_Listed records_:

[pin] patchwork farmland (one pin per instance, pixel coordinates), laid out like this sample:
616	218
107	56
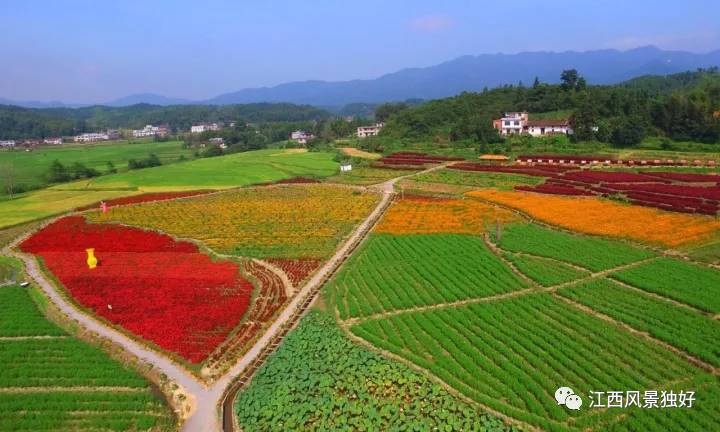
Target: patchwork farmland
461	308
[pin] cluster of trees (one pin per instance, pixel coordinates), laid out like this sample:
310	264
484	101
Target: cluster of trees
19	123
681	107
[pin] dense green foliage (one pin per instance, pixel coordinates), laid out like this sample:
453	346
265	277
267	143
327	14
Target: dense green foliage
399	272
695	285
545	271
16	122
320	380
593	253
624	114
690	331
52	373
512	354
501	181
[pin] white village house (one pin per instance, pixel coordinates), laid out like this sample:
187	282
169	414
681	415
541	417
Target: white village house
204	127
91	137
515	123
52	140
150	130
366	131
301	137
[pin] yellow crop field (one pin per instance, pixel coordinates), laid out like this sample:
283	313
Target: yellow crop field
423	215
603	217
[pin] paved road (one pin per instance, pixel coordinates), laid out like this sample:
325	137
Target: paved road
206	415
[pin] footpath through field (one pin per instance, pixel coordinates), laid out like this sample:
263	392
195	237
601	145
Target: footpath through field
206	416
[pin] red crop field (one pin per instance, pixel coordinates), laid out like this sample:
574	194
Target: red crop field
135	199
162	290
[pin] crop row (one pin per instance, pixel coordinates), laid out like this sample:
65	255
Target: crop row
96	411
289	221
511	355
320	380
595	254
608	218
297	270
19	316
544	271
400	272
690	331
164	291
148	197
693	284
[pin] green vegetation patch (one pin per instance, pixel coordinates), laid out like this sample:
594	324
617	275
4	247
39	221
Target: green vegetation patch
400	272
19	316
593	253
319	380
693	284
512	354
546	272
690	331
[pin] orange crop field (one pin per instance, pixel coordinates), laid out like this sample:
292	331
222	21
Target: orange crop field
603	217
423	215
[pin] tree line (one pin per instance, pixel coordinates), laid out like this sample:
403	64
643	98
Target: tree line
682	107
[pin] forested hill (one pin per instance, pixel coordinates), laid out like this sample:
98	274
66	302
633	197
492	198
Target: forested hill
681	106
17	122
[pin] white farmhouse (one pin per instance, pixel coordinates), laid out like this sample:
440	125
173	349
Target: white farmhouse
366	131
204	127
301	137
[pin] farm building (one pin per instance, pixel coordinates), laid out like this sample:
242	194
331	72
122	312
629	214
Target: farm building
366	131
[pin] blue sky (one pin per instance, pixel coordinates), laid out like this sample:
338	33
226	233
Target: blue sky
98	50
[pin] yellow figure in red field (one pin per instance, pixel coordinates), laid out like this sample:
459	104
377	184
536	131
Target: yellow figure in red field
92	261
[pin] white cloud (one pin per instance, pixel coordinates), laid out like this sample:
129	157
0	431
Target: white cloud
431	23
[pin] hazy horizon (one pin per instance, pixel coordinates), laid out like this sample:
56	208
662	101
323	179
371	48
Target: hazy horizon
77	51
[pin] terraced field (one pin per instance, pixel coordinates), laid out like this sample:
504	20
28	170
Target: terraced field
51	381
400	272
684	328
512	354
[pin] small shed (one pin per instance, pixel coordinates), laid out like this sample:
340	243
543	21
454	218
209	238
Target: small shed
488	158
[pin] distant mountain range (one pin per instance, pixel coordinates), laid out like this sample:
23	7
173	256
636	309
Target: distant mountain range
468	73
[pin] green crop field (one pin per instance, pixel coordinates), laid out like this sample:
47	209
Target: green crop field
478	179
31	168
221	172
50	381
320	380
695	285
546	272
512	354
593	253
399	272
688	330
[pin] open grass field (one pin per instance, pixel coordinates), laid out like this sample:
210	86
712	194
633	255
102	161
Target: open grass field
222	172
400	272
50	381
288	221
31	167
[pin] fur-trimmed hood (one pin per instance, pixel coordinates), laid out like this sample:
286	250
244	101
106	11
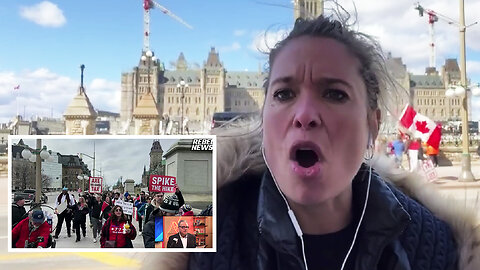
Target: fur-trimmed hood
239	152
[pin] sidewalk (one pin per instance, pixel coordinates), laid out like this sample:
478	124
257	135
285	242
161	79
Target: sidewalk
448	176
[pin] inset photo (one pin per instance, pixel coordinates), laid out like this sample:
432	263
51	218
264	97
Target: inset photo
71	193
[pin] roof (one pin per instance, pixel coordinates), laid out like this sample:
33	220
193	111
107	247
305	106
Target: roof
213	59
146	106
106	113
396	67
183	144
245	79
427	81
451	65
81	106
175	76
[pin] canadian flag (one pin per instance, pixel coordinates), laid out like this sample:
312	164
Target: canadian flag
421	126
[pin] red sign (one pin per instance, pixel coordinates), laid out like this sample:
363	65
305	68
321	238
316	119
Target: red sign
96	184
162	183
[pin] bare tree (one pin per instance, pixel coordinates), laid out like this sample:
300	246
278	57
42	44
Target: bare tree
46	181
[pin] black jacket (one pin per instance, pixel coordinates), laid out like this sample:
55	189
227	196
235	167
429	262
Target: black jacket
175	242
149	229
255	232
80	215
96	208
18	213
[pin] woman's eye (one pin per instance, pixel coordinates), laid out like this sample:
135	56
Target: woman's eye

_The problem_:
Everything in the records that precede this task must be written out again exactly, except the pictures.

_Solved exercise_:
[pin] patchwork farmland (one pin per instance, pixel coordinates), laid out like this sample:
616	218
107	56
Target: patchwork farmland
461	308
[pin] cluster of trees (one pin per instance, pixel coordinates), laid out like this sample:
310	264
484	101
Target: cluster of trees
19	123
681	107
[pin] dense green foliage (one pin per instance, pixel coordinates), laid out like this sample:
453	346
265	277
267	143
327	14
Target: dense green foliage
399	272
695	285
545	271
16	122
320	380
593	253
624	114
690	331
52	373
512	354
501	181
[pin] white village house (one pin per instance, pixel coordinates), laid out like this sample:
187	282
169	414
681	415
541	417
Target: white village house
204	127
91	137
515	123
52	140
150	130
366	131
301	137
[pin] yellow crop field (one pin per instance, pixel coordinates), laid out like this sample:
283	313
Target: yellow crop field
423	215
603	217
[pin] paved road (one pin per instance, pixel coordinates), laid out like this sample:
325	137
Target: paved road
206	415
[pin] footpath through field (one pin per instance, pixel coordinates), laid out like this sample:
263	392
195	237
601	145
Target: footpath through field
206	416
[pin] red crop field (one pin per instance, pixel coordinates), laid out like this sample:
574	194
Target: red crop field
135	199
162	290
[pin] crop row (one pin per instance, pixel coordinates), laid out like this sample:
65	255
Target: crop row
96	411
289	221
511	355
320	380
595	254
608	218
297	270
19	316
544	271
400	272
690	331
164	291
148	197
693	284
[pin] green vegetation patch (one pin per instance, pixel coordinates), laid out like this sample:
594	324
617	275
4	247
39	221
Target: green vegetation patch
400	272
19	316
593	253
319	380
693	284
512	354
546	272
690	331
[pin] orange crop field (one pin per instance, pixel coordinates), laid out like this sample:
292	331
222	21
Target: orange crop field
603	217
423	215
[pin] tree line (one pin per instance, pixel coordinates), laid out like this sample:
403	64
643	98
Target: tree line
682	107
[pin] forested hill (one pin per instance, pixel coordinates), laid out like this sample:
98	274
66	302
633	197
492	198
Target: forested hill
681	106
17	122
[pin] white farmhouse (one pin per instance, pixel coordinates), laid out like this sample:
440	125
173	349
Target: white farmhouse
366	131
204	127
301	137
[pin] farm building (one pin per instance, pixel coordinates), laid out like this sample:
242	194
331	72
122	312
629	214
Target: farm building
366	131
[pin] blue sky (one pin per instance, pixel coordinates), laid out like this sample:
338	33
226	233
Target: blue sky
98	50
[pin] yellow figure in red field (one pin per instance, pixel coordinates), laid out like this sample:
459	104
377	184
536	131
Target: yellow figure in red field
92	261
[pin] white cloud (one pin per instance, pixel coordinates), laid out like this sample:
129	157
0	431
Target: white cloud
431	23
[pin] hazy horizon (one pin per instance, pixel coordinates), laid out like this sample:
56	208
662	101
323	179
371	48
Target: hazy horizon
77	51
[pin] terraced field (one pin per instance, pixel coordinates), laid out like this sample:
504	20
28	170
Target: terraced field
51	381
400	272
684	328
512	354
[pin] small shed (one pin per instance, pixel coordinates), laid out like this sample:
340	243
543	21
454	218
209	238
Target: small shed
488	158
[pin] distant mountain range (one pin per instance, pixel coordinates), laid out like this sample:
23	7
173	256
636	309
Target: distant mountain range
468	73
[pin] green crop field (one pin per instance, pixel coordinates), laid out like this sample:
47	209
Target: green crop field
478	179
31	168
221	172
50	381
320	380
695	285
546	272
512	354
593	253
399	272
688	330
[pin] open grass field (one pin per instance, pixel coordinates), laid out like this sample:
210	86
712	194
633	255
102	161
Target: open grass field
222	172
400	272
50	381
288	221
31	167
[pin] fur-trimmed hood (one pin per instance, pixel coordinates), laid out like this sample:
286	250
244	101
106	11
Target: fur-trimmed hood
239	152
[pin] sidewalk (one pin per instance, pixel coordinates), laid out like this sample:
478	124
257	135
285	242
161	79
Target: sidewalk
448	176
[pin] inset photo (one pin per instance, pixel coordinates), laid out like this sample:
432	263
51	218
264	97
Target: inset photo
71	193
[pin] roof (one pin per instance, pixel coordinates), laid out like this sample:
33	220
193	111
107	247
305	106
Target: roof
213	59
146	106
106	113
396	67
183	144
245	79
427	81
451	65
81	106
175	76
[pin] canadian flag (one pin per instance, pixel coordinates), laid out like this sample:
312	164
Target: canadian flag
421	126
[pin] red sign (one pin per instance, pixel coordinates), laid out like this sample:
363	65
305	68
321	238
316	119
Target: red sign
96	184
162	183
[pin] bare tree (one pin per instance, pixel coordinates), laid out like this sample:
300	246
278	57
42	44
Target: bare tree
46	181
[pin] black jacket (one pin per instance, pixel coordinates), laid out like this sample:
55	189
227	196
235	167
429	262
Target: black jacket
175	242
149	229
255	232
80	215
96	208
18	213
[pin] woman's eye (one pin per instance, pixel coordinates), laid out like this sample:
135	56
Target: woman's eye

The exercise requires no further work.